-- Extracted information --
───
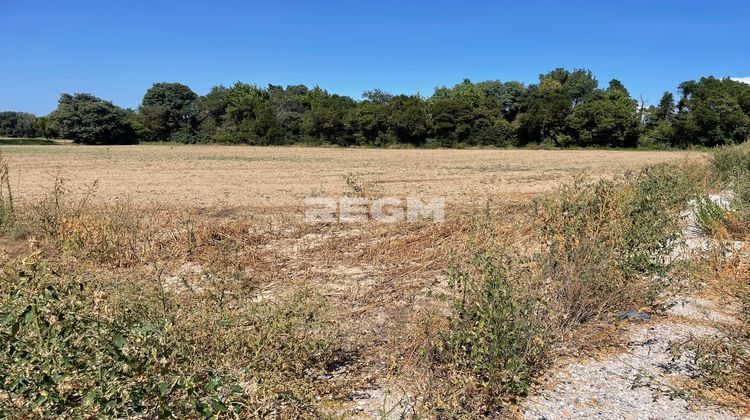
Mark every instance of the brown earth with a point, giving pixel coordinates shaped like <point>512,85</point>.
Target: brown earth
<point>280,178</point>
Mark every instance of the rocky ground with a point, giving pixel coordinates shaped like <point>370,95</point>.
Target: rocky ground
<point>643,381</point>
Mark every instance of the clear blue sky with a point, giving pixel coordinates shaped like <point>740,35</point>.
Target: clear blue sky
<point>117,49</point>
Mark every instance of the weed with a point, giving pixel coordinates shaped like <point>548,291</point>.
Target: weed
<point>7,210</point>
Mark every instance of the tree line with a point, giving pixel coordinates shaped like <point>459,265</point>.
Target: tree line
<point>564,109</point>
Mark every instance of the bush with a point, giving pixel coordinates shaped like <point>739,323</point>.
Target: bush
<point>7,210</point>
<point>731,165</point>
<point>602,237</point>
<point>497,330</point>
<point>78,346</point>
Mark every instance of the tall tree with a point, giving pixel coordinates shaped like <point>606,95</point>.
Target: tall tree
<point>168,109</point>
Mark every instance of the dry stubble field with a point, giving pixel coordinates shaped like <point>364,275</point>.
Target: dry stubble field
<point>279,178</point>
<point>207,221</point>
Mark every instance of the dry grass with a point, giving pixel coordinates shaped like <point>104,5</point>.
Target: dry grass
<point>212,227</point>
<point>279,178</point>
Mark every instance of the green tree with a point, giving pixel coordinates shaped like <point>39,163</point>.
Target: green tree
<point>18,124</point>
<point>86,119</point>
<point>168,110</point>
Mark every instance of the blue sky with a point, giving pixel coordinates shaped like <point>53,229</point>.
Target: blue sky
<point>118,49</point>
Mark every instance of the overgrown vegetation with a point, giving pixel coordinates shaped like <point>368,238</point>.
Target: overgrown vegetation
<point>724,363</point>
<point>7,210</point>
<point>82,346</point>
<point>565,108</point>
<point>96,319</point>
<point>129,310</point>
<point>602,245</point>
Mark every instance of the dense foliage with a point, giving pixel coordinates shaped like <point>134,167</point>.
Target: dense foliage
<point>565,108</point>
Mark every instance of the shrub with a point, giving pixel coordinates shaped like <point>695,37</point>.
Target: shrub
<point>601,237</point>
<point>7,210</point>
<point>496,339</point>
<point>78,346</point>
<point>731,165</point>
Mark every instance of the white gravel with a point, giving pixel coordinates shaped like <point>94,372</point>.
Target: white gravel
<point>642,382</point>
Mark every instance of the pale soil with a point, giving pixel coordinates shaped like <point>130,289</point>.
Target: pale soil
<point>280,178</point>
<point>645,379</point>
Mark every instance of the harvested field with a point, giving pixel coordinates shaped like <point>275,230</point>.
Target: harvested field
<point>280,178</point>
<point>206,247</point>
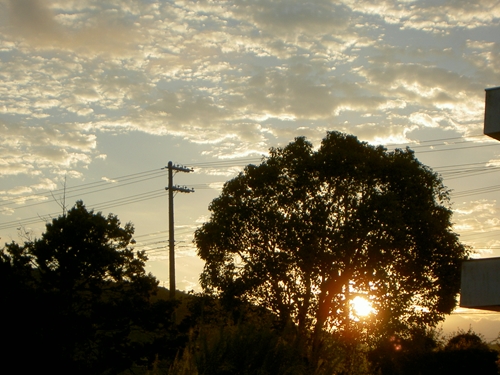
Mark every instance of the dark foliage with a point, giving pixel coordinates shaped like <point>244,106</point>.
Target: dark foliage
<point>306,231</point>
<point>78,300</point>
<point>465,353</point>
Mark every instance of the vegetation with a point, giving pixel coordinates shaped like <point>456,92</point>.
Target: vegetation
<point>307,231</point>
<point>80,299</point>
<point>289,246</point>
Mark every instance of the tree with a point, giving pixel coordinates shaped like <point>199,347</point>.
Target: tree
<point>307,231</point>
<point>79,299</point>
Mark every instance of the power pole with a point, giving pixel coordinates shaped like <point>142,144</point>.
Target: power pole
<point>171,244</point>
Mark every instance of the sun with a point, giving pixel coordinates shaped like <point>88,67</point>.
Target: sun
<point>361,307</point>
───
-- Problem to work on --
Print the whole listing above once more, word for word, without its pictures.

-- Output of the task --
Mark every instance of the brown earth with a point, giving pixel coordinates shaped like <point>512,85</point>.
Target: brown earth
<point>280,178</point>
Mark every instance of the rocky ground with a point, giving pixel coordinates shaped like <point>370,95</point>.
Target: rocky ground
<point>643,381</point>
Mark every instance of the clear blue sky with a point, giving pixel coordinates shaped like <point>740,35</point>.
Target: clear blue sky
<point>117,49</point>
Mark every instance of the weed with a point, giving pixel coordinates shaped like <point>548,291</point>.
Target: weed
<point>7,210</point>
Mark every instance of the tree line with a point, giving pixel coordinates shaped like <point>459,265</point>.
Target: tree line
<point>564,109</point>
Mark every instance of the bush with a point, giving pixel coordinates shaped like <point>739,323</point>.
Target: bush
<point>7,210</point>
<point>731,165</point>
<point>602,237</point>
<point>497,330</point>
<point>78,346</point>
Mark every instance of the tall tree with a point, giving pixel coordinates shaped like <point>606,95</point>.
Target: tall tree
<point>168,109</point>
Mark every instance of the dry stubble field with a point, giving pixel coordinates shaped like <point>364,275</point>.
Target: dry stubble field
<point>279,178</point>
<point>207,221</point>
Mark every instance of the dry grass with a point, giving pixel coordinates shaped like <point>104,5</point>.
Target: dry grass
<point>212,227</point>
<point>279,178</point>
Mark every instance of the green tree with a point, giving pixel coordinates shaped like <point>39,163</point>.
Target: green tree
<point>18,124</point>
<point>86,119</point>
<point>168,110</point>
Mark every instance of the blue sky with a point, giving pixel coordinates shaped like <point>53,229</point>.
Target: blue sky
<point>118,49</point>
Mark every instance of the overgrown vegetation with a point, giving pixel coordinates shaped like <point>368,238</point>.
Target: overgrown vegetation
<point>724,363</point>
<point>7,210</point>
<point>82,346</point>
<point>565,108</point>
<point>96,319</point>
<point>129,310</point>
<point>602,245</point>
Mark every instance of the dense foliage with a point, giving pixel coordinates shaped like <point>134,167</point>.
Target: dense foliage
<point>565,108</point>
Mark every instance of the shrub with a point, giving pixel coordinates shaped like <point>695,37</point>.
Target: shrub
<point>601,237</point>
<point>7,210</point>
<point>496,339</point>
<point>78,346</point>
<point>731,165</point>
Mark every instance of the white gravel with a point, giving pixel coordinates shaped like <point>94,372</point>.
Target: white gravel
<point>642,382</point>
Mark every instance of the pale soil with a point, giving pixel coordinates shaped like <point>130,289</point>.
Target: pale soil
<point>280,178</point>
<point>645,379</point>
Mark every instance of the harvested field with a point, giving pixel coordinates shaped like <point>275,230</point>.
Target: harvested field
<point>280,178</point>
<point>206,247</point>
Mark every instance of the dark foliage with a point, giving pixel coordinates shaped like <point>244,106</point>.
Target: dark foliage
<point>306,231</point>
<point>78,300</point>
<point>465,353</point>
Mark every instance of the vegetation with a point, giving pixel coordinates shaped like <point>456,92</point>.
Target: vegetation
<point>307,231</point>
<point>80,299</point>
<point>289,246</point>
Mark every instance of the tree with a point, giving pixel coordinates shaped like <point>199,347</point>.
Target: tree
<point>307,231</point>
<point>79,299</point>
Mark every instance of the power pole with a point, giving pixel coordinates shaped like <point>142,144</point>.
Target: power pole
<point>171,244</point>
Mark every instance of the sun with a point, giving pixel coordinates shaped like <point>88,67</point>.
Target: sun
<point>361,307</point>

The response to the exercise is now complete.